--- WRITTEN REQUEST ---
Can you rewrite the stretch of items from the line containing "I need to find every wooden bench" through the line containing "left=100, top=204, right=168, bottom=284" as a numbered list, with blank lines left out and only those lines included?

Data items:
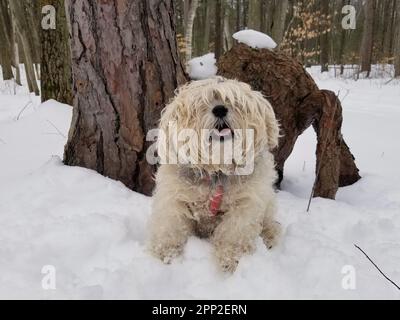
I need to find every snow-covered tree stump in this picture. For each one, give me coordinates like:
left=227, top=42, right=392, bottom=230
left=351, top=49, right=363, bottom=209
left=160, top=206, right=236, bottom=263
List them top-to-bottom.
left=218, top=44, right=361, bottom=199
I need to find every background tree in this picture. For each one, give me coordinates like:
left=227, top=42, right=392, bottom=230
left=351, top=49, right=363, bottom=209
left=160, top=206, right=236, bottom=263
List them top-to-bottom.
left=0, top=0, right=14, bottom=80
left=8, top=0, right=40, bottom=96
left=40, top=0, right=73, bottom=105
left=64, top=0, right=186, bottom=195
left=184, top=0, right=199, bottom=61
left=319, top=0, right=330, bottom=72
left=360, top=0, right=376, bottom=77
left=394, top=0, right=400, bottom=77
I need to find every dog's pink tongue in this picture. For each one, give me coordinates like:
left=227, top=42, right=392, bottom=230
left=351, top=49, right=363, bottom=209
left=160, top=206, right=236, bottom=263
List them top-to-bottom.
left=218, top=128, right=231, bottom=137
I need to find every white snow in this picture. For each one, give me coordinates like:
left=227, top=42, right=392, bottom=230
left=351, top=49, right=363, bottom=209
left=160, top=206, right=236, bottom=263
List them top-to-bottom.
left=233, top=29, right=277, bottom=49
left=188, top=53, right=218, bottom=80
left=0, top=68, right=400, bottom=299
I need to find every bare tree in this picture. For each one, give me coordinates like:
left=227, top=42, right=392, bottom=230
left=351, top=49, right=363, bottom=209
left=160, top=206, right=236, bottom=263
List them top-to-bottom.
left=0, top=0, right=14, bottom=80
left=40, top=0, right=72, bottom=104
left=64, top=0, right=186, bottom=195
left=184, top=0, right=199, bottom=61
left=214, top=0, right=224, bottom=60
left=271, top=0, right=289, bottom=45
left=320, top=0, right=329, bottom=72
left=360, top=0, right=376, bottom=77
left=394, top=0, right=400, bottom=77
left=9, top=1, right=40, bottom=96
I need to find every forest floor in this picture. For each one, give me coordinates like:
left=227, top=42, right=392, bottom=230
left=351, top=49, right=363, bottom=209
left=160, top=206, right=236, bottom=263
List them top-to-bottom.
left=0, top=68, right=400, bottom=299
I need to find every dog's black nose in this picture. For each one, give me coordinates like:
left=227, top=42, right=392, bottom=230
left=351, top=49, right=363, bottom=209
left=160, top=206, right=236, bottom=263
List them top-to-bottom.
left=213, top=105, right=228, bottom=118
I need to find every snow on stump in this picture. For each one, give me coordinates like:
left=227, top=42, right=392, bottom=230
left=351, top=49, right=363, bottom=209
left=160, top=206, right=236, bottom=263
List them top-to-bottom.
left=218, top=43, right=361, bottom=199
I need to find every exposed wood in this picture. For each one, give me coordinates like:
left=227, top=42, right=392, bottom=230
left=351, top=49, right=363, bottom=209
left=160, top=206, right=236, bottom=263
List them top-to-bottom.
left=64, top=0, right=186, bottom=195
left=218, top=44, right=360, bottom=198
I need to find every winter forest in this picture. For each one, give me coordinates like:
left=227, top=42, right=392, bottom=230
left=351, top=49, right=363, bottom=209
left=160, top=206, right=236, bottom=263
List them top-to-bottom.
left=0, top=0, right=400, bottom=299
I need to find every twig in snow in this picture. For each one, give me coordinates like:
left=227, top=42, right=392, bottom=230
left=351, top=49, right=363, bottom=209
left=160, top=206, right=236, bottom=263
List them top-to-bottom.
left=385, top=78, right=396, bottom=85
left=338, top=89, right=350, bottom=103
left=16, top=100, right=32, bottom=121
left=46, top=119, right=67, bottom=138
left=354, top=244, right=400, bottom=290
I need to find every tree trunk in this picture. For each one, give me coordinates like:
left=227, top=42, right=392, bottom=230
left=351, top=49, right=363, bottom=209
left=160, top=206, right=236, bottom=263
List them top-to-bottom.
left=0, top=0, right=14, bottom=80
left=40, top=0, right=73, bottom=105
left=64, top=0, right=186, bottom=195
left=185, top=0, right=199, bottom=62
left=203, top=0, right=214, bottom=53
left=214, top=0, right=224, bottom=60
left=224, top=0, right=233, bottom=51
left=248, top=0, right=263, bottom=31
left=271, top=0, right=289, bottom=45
left=320, top=0, right=329, bottom=72
left=360, top=0, right=375, bottom=77
left=394, top=0, right=400, bottom=77
left=9, top=1, right=40, bottom=96
left=218, top=44, right=360, bottom=198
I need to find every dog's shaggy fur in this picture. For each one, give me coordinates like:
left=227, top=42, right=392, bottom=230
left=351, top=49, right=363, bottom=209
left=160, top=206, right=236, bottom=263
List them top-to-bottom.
left=149, top=77, right=280, bottom=272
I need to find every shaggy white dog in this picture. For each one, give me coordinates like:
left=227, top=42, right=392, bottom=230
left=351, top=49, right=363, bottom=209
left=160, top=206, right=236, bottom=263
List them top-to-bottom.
left=149, top=77, right=280, bottom=272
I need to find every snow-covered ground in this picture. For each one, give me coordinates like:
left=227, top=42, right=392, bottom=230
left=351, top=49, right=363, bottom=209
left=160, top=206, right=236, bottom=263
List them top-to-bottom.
left=0, top=68, right=400, bottom=299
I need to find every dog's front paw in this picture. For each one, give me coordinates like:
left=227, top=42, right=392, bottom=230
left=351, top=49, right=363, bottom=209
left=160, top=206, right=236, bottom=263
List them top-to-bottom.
left=261, top=221, right=282, bottom=249
left=150, top=244, right=183, bottom=264
left=216, top=251, right=239, bottom=273
left=219, top=259, right=239, bottom=273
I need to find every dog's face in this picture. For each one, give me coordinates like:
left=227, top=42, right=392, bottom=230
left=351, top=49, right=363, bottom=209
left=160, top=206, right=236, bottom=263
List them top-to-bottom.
left=160, top=77, right=279, bottom=172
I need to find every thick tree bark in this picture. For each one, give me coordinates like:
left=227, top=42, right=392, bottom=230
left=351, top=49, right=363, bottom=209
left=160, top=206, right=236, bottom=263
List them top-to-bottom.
left=40, top=0, right=73, bottom=105
left=64, top=0, right=186, bottom=195
left=360, top=0, right=375, bottom=77
left=218, top=44, right=360, bottom=198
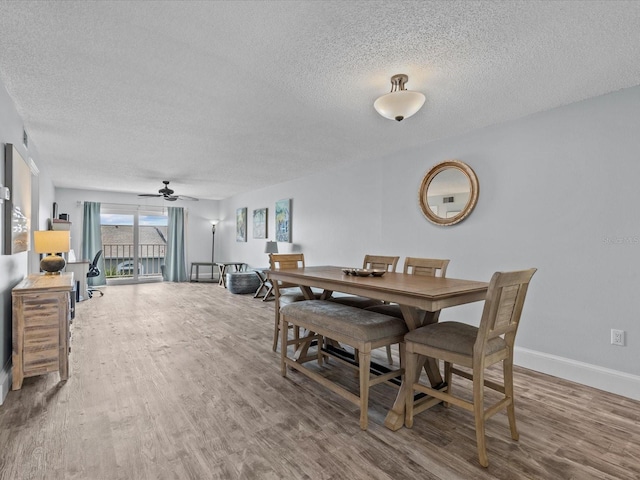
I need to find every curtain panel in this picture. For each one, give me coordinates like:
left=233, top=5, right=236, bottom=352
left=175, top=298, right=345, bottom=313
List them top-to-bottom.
left=82, top=202, right=107, bottom=286
left=163, top=207, right=188, bottom=282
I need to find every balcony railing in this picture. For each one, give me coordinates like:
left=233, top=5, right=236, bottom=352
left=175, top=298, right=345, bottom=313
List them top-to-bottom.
left=102, top=243, right=167, bottom=278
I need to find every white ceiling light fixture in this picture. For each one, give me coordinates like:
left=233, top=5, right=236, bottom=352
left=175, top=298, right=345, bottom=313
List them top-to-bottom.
left=373, top=73, right=425, bottom=122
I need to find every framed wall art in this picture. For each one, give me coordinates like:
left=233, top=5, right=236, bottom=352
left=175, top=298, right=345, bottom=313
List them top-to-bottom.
left=3, top=143, right=31, bottom=255
left=276, top=198, right=291, bottom=243
left=236, top=207, right=247, bottom=242
left=253, top=208, right=268, bottom=238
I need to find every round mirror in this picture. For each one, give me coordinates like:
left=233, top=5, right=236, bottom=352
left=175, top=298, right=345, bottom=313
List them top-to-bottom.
left=419, top=160, right=480, bottom=225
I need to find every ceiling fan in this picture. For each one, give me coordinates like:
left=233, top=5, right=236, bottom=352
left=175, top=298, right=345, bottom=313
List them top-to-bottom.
left=138, top=180, right=198, bottom=202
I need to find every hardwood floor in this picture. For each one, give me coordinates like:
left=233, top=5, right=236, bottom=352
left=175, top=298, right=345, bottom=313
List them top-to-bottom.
left=0, top=283, right=640, bottom=480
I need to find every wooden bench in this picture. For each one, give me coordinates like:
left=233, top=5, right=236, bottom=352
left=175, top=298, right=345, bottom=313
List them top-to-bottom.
left=280, top=300, right=408, bottom=430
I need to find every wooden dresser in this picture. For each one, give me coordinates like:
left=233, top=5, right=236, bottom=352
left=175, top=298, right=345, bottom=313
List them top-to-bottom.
left=11, top=273, right=74, bottom=390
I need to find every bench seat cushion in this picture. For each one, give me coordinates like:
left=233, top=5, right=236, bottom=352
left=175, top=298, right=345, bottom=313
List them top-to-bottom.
left=280, top=300, right=408, bottom=342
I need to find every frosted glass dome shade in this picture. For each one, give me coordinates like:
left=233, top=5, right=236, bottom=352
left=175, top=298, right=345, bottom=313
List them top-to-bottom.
left=373, top=90, right=425, bottom=122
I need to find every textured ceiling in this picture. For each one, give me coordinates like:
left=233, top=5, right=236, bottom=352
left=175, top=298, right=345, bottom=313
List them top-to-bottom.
left=0, top=0, right=640, bottom=199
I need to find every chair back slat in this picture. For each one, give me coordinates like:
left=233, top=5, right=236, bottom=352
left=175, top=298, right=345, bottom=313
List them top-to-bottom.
left=269, top=253, right=304, bottom=292
left=362, top=255, right=400, bottom=272
left=403, top=257, right=449, bottom=277
left=474, top=268, right=536, bottom=354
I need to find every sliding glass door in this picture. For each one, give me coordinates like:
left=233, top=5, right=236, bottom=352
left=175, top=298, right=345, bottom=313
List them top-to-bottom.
left=100, top=204, right=168, bottom=284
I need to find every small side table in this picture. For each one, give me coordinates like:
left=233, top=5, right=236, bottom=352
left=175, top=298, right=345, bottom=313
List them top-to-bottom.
left=189, top=262, right=216, bottom=282
left=253, top=268, right=275, bottom=302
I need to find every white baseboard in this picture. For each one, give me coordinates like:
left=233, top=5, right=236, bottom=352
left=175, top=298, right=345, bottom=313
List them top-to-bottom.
left=513, top=347, right=640, bottom=400
left=0, top=357, right=11, bottom=405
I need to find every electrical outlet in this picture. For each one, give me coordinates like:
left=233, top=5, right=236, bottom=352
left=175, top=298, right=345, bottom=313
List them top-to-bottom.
left=611, top=328, right=624, bottom=347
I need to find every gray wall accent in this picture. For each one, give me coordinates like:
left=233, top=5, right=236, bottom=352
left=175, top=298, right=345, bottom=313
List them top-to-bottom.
left=219, top=87, right=640, bottom=398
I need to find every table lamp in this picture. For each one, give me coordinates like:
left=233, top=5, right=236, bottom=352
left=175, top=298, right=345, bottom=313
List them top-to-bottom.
left=33, top=230, right=71, bottom=275
left=264, top=241, right=278, bottom=253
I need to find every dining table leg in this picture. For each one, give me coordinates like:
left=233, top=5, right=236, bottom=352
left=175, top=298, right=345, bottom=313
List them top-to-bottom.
left=384, top=355, right=427, bottom=432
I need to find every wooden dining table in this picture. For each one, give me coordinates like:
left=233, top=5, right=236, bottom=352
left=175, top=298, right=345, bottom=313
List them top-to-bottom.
left=268, top=266, right=489, bottom=430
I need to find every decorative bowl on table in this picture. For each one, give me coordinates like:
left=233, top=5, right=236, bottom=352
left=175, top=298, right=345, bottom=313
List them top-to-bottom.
left=352, top=268, right=373, bottom=277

--- THE OUTPUT ---
1. I need to find every wooden bench in this picture. For each one, give me coordinates like:
2. left=233, top=5, right=236, bottom=352
3. left=175, top=298, right=345, bottom=313
4. List them top-to-bottom.
5. left=280, top=300, right=408, bottom=430
6. I need to find every wooden dresser in this picture. For each one, give me coordinates like:
7. left=233, top=5, right=236, bottom=352
8. left=175, top=298, right=345, bottom=313
9. List them top-to-bottom.
10. left=11, top=273, right=74, bottom=390
11. I need to find every bench seat cushion in this picture. For each one, give me coordinates like:
12. left=233, top=5, right=236, bottom=352
13. left=175, top=298, right=345, bottom=313
14. List them top-to-bottom.
15. left=280, top=300, right=408, bottom=342
16. I need to find every frosted glass dome shade in this picture. For each one, give me coordinates like:
17. left=233, top=5, right=236, bottom=352
18. left=175, top=298, right=345, bottom=313
19. List them top-to-bottom.
20. left=373, top=90, right=425, bottom=122
21. I need to find every textured ceiling in this picture. For each one, give me coordinates like:
22. left=233, top=5, right=236, bottom=352
23. left=175, top=298, right=345, bottom=313
24. List them top-to-bottom.
25. left=0, top=0, right=640, bottom=199
26. I need to find every chair back slat in this picture. For each one, give me coordinates like:
27. left=233, top=5, right=236, bottom=352
28. left=175, top=298, right=345, bottom=313
29. List them top-to-bottom.
30. left=269, top=253, right=304, bottom=292
31. left=362, top=255, right=400, bottom=272
32. left=403, top=257, right=449, bottom=277
33. left=474, top=268, right=536, bottom=354
34. I need to find every sliding glass door in this picture. For each one, give me coordinates like:
35. left=233, top=5, right=236, bottom=352
36. left=175, top=298, right=345, bottom=313
37. List them top-to-bottom.
38. left=100, top=204, right=168, bottom=284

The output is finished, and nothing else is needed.